■ **SUPPLIED RECORDS**
☆ ☆ ☆ ☆

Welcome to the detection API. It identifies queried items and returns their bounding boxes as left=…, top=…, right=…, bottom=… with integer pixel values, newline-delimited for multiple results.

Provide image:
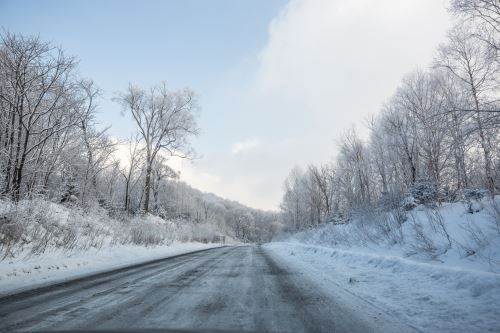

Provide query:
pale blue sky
left=0, top=0, right=286, bottom=149
left=0, top=0, right=449, bottom=209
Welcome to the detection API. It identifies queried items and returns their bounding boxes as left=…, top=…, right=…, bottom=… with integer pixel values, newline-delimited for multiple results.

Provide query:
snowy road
left=0, top=246, right=412, bottom=332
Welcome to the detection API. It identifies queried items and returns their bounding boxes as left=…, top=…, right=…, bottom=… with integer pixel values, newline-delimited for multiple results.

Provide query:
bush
left=408, top=178, right=437, bottom=205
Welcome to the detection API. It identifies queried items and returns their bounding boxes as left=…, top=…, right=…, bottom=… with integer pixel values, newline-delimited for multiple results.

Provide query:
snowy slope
left=266, top=242, right=500, bottom=332
left=267, top=197, right=500, bottom=332
left=0, top=243, right=220, bottom=297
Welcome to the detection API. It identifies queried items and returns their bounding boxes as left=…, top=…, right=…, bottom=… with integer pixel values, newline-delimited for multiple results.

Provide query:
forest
left=0, top=31, right=277, bottom=253
left=281, top=0, right=500, bottom=230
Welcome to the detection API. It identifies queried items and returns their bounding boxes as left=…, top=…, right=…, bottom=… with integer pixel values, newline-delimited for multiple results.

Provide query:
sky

☆ ☆ ☆ ☆

■ **WHAT IS REQUIRED**
Write out the stretch of the data from its start through the line containing "left=0, top=0, right=286, bottom=149" again, with every line kept and the pictures left out, and shift each bounding box coordinate by adding -109 to it.

■ **SOLUTION**
Welcome to the detection API. It identifies queried items and returns their bounding boxes as left=…, top=…, right=…, bottom=… with integer pixel values, newline-delimited for multiple results.

Provide image:

Provide query:
pale blue sky
left=-109, top=-109, right=177, bottom=40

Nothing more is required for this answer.